List of tasks
1/ In the article on Australia's Zika aid to the Pacific, how many Zika cases had been confirmed in Tonga when it declared an outbreak?
2/ Write the next part of the news article about Australia's Zika aid for its Pacific neighbors, starting after its final sentence.

Text excerpt

—————

Australia pledged up to A$500,000 ($354,000) in aid for its Pacific island neighbors on Sunday to help combat the spread of the Zika virus after an outbreak in Tonga last week raised concern in the region.
The initial focus on strengthening the fight against the mosquito-borne virus would be in Tonga, Steven Ciobo, minister for the Pacific, said in a statement.
Australia would work with World Health Organization (WHO) officials and the Tongan government to control the mosquito population and increase access to testing, he said.
The tiny South Pacific island nation last week declared an outbreak of the Zika virus after five cases were confirmed and 259 suspected.
“Stopping the spread of Zika in the Pacific is essential to protecting Australia from the virus, which has seen a resurgence in our region,” Ciobo said.
The WHO declared Zika an international health emergency last week, citing a "strongly suspected" relationship between the virus in pregnancy and microcephaly, a condition in which infants are born with abnormally small heads and can suffer developmental problems.
There is no vaccine available to combat the virus.
Some of Australia's aid would go to the WHO’s Zika Virus Action Plan for the Pacific to ensure a coordinated response, Ciobo added.

—————

Data extract
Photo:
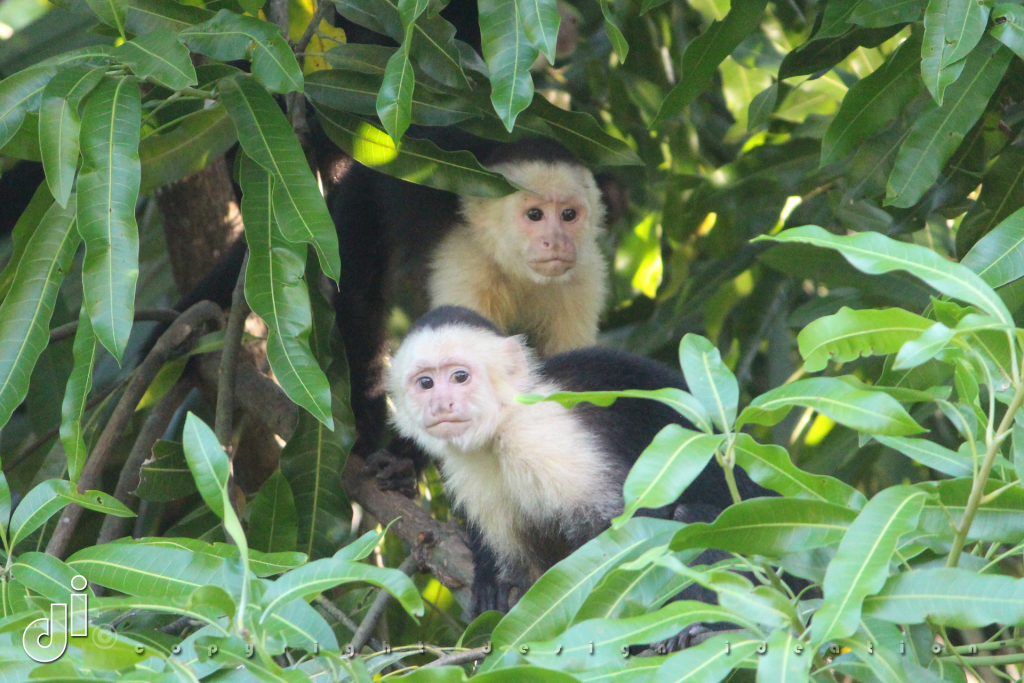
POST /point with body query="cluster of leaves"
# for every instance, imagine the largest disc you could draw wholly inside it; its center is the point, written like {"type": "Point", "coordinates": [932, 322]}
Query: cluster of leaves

—————

Expected results
1/ Five cases

2/
Until last week, Tonga had never had any confirmed cases of the Zika virus, its chief medical officer Dr. Reynold Ofanoa told Reuters, so it was likely brought into the country by an infected person and then spread by mosquitoes.
On Saturday, health authorities in the Australian state of Queensland confirmed that a child had contracted the virus after a family trip to the Pacific island of Samoa.
Queensland’s chief medical officer Jeanette Young said it was no surprise that the child contracted Zika in Samoa because it has existed in the Pacific “for decades”.
At the same time, Australia announced the expansion of its testing capabilities in northern Queensland where the Aedes aegypti mosquito, which can transmit the virus, are present.